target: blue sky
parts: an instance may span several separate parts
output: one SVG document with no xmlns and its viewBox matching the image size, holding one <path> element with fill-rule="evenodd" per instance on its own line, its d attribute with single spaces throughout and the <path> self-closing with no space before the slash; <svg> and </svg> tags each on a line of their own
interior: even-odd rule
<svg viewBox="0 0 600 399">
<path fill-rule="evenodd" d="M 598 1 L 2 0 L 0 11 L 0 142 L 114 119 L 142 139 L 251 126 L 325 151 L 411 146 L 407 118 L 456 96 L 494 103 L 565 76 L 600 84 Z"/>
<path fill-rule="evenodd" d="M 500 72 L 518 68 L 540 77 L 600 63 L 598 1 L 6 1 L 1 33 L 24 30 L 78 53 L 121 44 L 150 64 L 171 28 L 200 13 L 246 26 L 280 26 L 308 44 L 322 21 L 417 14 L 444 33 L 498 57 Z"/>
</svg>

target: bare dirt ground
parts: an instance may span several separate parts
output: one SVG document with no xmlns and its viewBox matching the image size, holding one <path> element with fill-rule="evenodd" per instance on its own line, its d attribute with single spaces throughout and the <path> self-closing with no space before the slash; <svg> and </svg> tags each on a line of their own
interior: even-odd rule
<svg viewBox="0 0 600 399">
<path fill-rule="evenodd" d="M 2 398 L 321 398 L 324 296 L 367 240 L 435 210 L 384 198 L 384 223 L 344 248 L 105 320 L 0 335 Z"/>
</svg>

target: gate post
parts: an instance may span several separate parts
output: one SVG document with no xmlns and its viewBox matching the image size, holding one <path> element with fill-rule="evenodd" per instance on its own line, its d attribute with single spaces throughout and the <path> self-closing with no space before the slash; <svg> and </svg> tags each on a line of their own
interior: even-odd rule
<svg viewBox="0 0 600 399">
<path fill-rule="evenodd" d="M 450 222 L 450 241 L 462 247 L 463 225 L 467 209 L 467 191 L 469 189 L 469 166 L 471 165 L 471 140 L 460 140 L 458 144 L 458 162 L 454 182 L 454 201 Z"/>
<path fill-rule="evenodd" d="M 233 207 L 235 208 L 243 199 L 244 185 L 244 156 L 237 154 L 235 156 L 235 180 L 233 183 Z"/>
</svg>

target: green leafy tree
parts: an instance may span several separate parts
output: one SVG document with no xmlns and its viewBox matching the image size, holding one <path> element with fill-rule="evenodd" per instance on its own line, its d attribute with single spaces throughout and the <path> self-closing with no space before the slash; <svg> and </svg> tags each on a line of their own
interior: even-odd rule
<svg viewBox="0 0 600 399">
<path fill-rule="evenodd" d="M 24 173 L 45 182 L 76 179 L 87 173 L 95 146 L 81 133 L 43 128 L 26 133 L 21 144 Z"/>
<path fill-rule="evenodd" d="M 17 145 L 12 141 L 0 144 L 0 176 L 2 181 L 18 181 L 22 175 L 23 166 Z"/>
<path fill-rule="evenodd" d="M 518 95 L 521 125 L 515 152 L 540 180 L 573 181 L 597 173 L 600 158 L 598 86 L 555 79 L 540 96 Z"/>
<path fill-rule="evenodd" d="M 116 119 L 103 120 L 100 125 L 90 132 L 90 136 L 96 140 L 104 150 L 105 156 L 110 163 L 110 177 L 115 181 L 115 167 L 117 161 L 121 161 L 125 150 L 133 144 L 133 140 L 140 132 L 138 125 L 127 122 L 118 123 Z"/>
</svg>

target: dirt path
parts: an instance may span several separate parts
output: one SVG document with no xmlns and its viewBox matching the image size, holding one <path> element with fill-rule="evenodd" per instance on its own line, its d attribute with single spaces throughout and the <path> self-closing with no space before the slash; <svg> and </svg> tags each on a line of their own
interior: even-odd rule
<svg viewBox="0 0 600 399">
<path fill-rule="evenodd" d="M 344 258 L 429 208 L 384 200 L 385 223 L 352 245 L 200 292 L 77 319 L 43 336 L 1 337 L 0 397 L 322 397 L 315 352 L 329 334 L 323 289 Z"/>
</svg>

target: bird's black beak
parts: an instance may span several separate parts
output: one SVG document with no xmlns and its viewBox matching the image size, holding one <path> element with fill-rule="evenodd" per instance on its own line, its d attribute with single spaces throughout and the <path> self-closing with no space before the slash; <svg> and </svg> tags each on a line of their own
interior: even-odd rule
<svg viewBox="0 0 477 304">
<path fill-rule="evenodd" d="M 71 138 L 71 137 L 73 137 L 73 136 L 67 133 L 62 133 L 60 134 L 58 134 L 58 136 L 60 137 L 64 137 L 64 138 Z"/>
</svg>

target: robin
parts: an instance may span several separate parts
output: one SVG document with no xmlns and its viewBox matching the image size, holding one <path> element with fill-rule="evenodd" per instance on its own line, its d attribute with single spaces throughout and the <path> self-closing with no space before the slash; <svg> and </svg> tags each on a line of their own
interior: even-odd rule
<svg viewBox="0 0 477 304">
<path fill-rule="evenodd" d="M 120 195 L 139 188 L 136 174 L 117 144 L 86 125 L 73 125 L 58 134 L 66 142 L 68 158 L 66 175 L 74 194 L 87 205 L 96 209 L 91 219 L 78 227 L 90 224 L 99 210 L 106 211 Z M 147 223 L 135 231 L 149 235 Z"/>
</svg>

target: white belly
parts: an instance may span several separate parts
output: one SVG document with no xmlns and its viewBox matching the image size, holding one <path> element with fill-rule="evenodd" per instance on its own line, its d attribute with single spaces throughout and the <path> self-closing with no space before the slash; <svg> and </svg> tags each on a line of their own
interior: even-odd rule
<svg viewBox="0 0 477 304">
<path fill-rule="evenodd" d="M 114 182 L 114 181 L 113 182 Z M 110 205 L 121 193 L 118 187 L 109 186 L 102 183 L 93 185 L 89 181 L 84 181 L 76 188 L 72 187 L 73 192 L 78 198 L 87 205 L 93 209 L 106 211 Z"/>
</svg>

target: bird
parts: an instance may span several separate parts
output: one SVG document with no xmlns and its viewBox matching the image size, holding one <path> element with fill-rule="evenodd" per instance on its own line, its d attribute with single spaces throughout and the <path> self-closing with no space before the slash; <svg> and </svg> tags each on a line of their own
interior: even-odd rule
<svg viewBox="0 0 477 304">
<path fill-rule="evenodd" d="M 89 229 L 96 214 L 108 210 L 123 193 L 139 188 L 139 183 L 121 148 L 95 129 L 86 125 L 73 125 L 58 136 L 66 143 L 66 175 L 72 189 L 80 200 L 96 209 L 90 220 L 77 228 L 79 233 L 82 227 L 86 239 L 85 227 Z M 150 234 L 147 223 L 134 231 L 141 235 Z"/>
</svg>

************

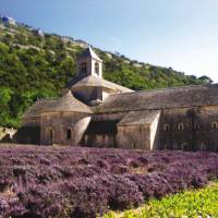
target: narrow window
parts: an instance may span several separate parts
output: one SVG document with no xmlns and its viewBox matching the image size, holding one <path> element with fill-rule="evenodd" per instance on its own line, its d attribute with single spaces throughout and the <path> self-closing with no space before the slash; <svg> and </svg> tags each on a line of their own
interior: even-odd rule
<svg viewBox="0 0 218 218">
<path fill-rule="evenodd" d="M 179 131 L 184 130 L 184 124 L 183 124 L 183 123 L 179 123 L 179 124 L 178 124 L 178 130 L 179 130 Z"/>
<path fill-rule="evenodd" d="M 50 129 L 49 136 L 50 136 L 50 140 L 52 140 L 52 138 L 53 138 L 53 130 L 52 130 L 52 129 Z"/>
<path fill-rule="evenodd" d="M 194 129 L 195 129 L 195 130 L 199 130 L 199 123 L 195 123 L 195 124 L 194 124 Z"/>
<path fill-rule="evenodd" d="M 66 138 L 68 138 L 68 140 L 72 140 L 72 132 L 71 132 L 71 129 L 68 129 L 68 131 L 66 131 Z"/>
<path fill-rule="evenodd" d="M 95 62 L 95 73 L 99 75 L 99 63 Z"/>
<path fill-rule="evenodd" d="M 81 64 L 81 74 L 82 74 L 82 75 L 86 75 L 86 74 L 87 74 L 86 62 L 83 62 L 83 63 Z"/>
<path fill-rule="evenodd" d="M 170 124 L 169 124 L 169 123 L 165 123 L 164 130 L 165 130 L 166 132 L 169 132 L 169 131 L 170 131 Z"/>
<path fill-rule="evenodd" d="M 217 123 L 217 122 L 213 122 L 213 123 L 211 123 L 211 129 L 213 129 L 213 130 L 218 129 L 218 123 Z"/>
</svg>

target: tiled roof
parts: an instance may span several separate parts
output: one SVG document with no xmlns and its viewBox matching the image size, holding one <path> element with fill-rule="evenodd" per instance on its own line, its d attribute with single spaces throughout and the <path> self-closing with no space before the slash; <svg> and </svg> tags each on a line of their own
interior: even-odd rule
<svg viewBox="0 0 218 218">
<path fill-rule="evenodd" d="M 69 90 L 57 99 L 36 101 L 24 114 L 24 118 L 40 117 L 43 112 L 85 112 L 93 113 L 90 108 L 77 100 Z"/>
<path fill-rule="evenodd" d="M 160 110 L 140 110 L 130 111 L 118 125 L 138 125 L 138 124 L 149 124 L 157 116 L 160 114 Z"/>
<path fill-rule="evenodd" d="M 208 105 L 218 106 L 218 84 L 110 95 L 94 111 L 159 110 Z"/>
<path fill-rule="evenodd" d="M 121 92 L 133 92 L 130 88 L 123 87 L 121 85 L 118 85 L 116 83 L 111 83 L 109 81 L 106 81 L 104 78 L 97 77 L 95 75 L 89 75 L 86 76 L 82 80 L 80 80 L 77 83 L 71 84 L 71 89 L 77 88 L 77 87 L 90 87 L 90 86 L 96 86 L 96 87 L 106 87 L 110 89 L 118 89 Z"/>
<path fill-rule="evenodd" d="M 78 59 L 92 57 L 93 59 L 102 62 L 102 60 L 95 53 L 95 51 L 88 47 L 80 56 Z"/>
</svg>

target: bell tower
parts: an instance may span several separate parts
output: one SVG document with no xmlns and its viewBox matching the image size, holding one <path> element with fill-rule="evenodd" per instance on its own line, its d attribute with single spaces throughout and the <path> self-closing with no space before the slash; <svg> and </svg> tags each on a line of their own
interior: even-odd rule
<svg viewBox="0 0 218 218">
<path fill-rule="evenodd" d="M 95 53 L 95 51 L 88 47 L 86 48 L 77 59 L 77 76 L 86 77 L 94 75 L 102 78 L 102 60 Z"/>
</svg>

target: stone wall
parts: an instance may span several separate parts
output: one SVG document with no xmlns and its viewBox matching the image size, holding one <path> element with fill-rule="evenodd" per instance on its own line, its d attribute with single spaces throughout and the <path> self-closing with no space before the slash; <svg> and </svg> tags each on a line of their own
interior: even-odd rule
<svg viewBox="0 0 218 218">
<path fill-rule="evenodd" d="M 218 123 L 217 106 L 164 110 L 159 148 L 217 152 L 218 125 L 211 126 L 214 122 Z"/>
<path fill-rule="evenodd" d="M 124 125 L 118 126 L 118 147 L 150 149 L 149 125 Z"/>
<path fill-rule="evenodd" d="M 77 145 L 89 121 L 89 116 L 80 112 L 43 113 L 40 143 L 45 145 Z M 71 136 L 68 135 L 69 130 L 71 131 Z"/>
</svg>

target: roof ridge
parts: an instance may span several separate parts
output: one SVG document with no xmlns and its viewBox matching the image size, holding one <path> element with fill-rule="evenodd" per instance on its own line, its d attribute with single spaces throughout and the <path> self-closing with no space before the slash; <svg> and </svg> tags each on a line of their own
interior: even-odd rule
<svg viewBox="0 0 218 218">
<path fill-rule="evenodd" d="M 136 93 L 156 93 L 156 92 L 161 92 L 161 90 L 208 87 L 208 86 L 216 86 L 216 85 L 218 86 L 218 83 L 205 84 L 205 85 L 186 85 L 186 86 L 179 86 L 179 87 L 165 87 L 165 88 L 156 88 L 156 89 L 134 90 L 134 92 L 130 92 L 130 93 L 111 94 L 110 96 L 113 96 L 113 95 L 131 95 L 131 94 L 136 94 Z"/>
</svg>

************

→ **WHAT TO WORK ON**
Return every line of the records that contains the word "dirt".

→ **REPLY TO THE EXERCISE**
target: bare dirt ground
target: dirt path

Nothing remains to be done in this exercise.